→ Task directions
Put the items below into a two-column CSV with the header row input,output and one row per item. Give each item's text under input and its answer under output, with each field in double quotes and line breaks replaced by spaces.
###
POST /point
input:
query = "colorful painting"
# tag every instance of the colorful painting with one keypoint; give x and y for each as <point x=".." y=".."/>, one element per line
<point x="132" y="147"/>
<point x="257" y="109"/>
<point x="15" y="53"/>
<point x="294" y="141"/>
###
→ Task result
input,output
"POST /point input: query = ""colorful painting"" # tag every instance of the colorful painting with one keypoint; give x and y for each as <point x="".."" y=""..""/>, one element per line","<point x=""132"" y=""147""/> <point x=""257"" y=""109""/> <point x=""15"" y=""53""/> <point x=""294"" y=""141""/>"